Set task =>
Retype the lines of the records below, from the line that contains "the squirrel nose?" through the line that contains "pixel 134 57", including both of those lines.

Records supplied =>

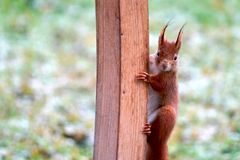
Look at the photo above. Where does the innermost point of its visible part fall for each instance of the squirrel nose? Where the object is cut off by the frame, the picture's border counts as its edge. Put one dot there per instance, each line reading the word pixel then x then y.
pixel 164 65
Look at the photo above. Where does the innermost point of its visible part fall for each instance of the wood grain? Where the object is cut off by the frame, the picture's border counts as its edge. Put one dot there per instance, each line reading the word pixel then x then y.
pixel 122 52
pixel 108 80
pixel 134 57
* * *
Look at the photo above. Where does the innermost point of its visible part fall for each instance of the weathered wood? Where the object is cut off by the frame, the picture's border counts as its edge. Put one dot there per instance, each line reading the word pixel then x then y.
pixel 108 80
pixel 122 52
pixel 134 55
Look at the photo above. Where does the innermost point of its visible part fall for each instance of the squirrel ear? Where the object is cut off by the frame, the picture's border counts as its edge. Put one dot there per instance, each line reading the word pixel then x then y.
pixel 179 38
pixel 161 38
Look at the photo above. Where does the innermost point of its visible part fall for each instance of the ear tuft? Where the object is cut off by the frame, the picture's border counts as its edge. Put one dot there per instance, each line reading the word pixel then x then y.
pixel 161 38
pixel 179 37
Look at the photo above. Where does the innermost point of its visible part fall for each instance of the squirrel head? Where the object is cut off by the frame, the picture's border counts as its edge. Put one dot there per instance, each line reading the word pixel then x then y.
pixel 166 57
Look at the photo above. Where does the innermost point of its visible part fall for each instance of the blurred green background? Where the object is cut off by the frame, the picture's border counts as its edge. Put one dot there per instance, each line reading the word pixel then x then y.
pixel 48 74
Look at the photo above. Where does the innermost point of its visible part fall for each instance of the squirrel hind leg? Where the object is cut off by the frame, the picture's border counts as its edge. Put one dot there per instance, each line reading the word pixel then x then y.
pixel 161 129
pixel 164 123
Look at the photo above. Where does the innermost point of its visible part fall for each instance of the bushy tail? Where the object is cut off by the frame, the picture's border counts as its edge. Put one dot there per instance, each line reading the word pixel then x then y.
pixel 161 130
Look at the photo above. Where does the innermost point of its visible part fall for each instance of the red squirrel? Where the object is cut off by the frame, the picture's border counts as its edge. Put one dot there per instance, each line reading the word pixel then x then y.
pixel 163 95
---
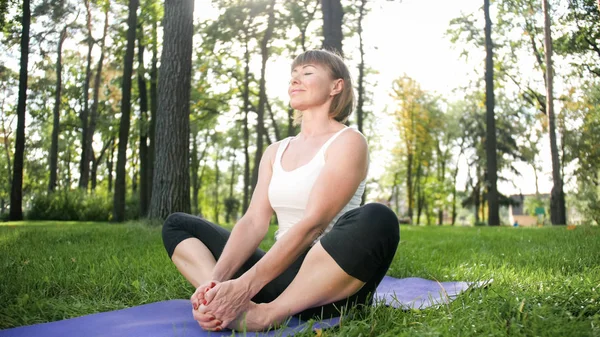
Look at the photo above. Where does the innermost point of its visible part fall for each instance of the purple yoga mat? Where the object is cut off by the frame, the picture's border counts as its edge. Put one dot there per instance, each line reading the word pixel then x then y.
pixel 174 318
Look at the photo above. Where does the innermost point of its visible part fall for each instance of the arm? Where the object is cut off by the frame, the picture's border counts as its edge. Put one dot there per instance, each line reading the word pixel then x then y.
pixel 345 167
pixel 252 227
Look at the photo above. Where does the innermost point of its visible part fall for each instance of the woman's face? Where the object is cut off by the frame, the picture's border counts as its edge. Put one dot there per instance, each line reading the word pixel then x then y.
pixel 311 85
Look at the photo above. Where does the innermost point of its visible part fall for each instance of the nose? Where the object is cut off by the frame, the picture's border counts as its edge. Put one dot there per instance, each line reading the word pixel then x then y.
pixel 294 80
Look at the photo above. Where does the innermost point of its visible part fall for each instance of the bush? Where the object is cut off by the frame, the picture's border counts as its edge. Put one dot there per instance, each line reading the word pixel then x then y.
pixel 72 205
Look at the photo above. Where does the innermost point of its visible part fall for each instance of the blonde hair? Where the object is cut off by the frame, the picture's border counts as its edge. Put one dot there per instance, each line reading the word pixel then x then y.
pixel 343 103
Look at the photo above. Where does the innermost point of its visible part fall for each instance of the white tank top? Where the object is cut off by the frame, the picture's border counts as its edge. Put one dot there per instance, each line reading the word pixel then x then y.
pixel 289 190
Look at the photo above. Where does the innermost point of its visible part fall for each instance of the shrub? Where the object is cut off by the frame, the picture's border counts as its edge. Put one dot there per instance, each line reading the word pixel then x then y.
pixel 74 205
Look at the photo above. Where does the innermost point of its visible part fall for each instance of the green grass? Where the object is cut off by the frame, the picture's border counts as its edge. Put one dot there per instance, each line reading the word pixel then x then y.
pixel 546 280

Answer to this exercise =>
Look at the photo above. Where does the innermost point of its visible part fall for each instance of the squirrel nose? Where the object is cut off by the frame, the picture's border counts as its edge. Put one dot there per instance, each line reading the word pixel then x then y.
pixel 164 65
Look at the photo above. Where does the innermost point of its visible part fall for each instance of the wood grain? Where the object is cut off by the frame, the picture's border counts as its edge. Put one dot there per instance, each line reading the word pixel then x then y.
pixel 122 52
pixel 108 80
pixel 134 57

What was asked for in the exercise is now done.